Passage shown
___

Eli Lilly is slashing prices on its most-prescribed insulins and capping out-of-pocket costs for patients amid pressure from consumers and the Biden administration.
Driving the news: After years of price hikes on insulin, Lilly on Wednesday said people with diabetes would see 70% reductions on its most common versions.
- The prices of Humalog, the company's top insulin product, and Humulin will fall 70% in the fourth quarter, according to the company.
- The price of generic insulin lispro, which is the same product as Humalog, will drop May 1 to $25 a vial, which Lilly says is less than Humalog cost in 1999. Humalog and the generic version are rapid insulins used to control high blood sugar in adults and children with type 1 and 2 diabetes.
- Lilly also said it would cap out-of-pocket costs for its insulin at $35 a month at some retail pharmacies.
Why it matters: More than 1 million American adults ration insulin because of its high costs, according to a study in the Annals of Internal Medicine, Axios' Oriana Gonzalez writes.
Flashback: Lilly's move comes amid a push by President Biden and some in Congress to cap out-of-pocket insulin costs for commercially insured patients.
- The Inflation Reduction Act limited monthly out-of-pocket insulin costs to $35 for Medicare beneficiaries starting this year but didn't extend the cap to the private market. Many Republicans view such a move as interfering with the market.
- Lilly also has been striking deals to boost affordable insulin in developing nations, most recently Bangladesh, per Fierce Pharma.
- Lilly, Novartis and Novo Nordisk dominate the U.S. insulin market.
- A recent Axios-Ipsos poll found that 84% of Americans strongly or somewhat support placing a $35-per-month limit on the out-of-pocket costs for insulin.
What they're saying: Lilly's move is renewing calls for Congress to mandate a price cap.
- Sen. Patty Murray (D-Wash.) said it was "about time" for Lilly to take this "long overdue step," adding, I’m going to keep pushing in Congress to cap the cost of insulin for everyone.”
- Lilly CEO David Ricks says he is fine with that. "I think the [Medicare] Part D development last year was a very positive thing," he said of the $35 monthly price cap. "We'd like to see that applied to commercial markets ... We're making that choice today."
The intrigue: Ricks during a Wednesday news conference brushed off questions about the broader impacts of the move, as well as financial implications to the company, at one point telling a reporter: "This isn't an investor conference."
- Lilly executives were united on one talking point: "We're doing this completely voluntarily because it's time and it's the right thing to do," Ricks said.
The bottom line: Lilly, depicted by some activists and some Democrats as a villain over long-escalating insulin costs, is portraying its $35-a-month price cap as a deliberate solution to the problem — even as critics argue Lilly slow-walked to this point.
Editor's note: This article has been updated with new details throughout.

___

Material supplied

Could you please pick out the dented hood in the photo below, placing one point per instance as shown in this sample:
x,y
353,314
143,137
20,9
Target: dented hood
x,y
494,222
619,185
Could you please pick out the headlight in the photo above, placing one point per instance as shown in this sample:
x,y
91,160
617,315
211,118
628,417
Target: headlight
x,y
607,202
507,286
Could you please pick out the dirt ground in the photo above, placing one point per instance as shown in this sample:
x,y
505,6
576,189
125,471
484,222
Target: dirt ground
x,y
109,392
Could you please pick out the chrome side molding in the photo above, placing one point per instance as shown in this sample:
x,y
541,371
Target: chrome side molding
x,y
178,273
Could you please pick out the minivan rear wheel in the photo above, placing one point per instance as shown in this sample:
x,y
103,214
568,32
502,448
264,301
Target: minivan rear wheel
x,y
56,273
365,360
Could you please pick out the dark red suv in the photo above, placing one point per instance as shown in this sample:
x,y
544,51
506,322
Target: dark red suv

___

Activity
Copy the insulin pricing article above word for word from "Eli Lilly is" to "most common versions.".

Your response
Eli Lilly is slashing prices on its most-prescribed insulins and capping out-of-pocket costs for patients amid pressure from consumers and the Biden administration.
Driving the news: After years of price hikes on insulin, Lilly on Wednesday said people with diabetes would see 70% reductions on its most common versions.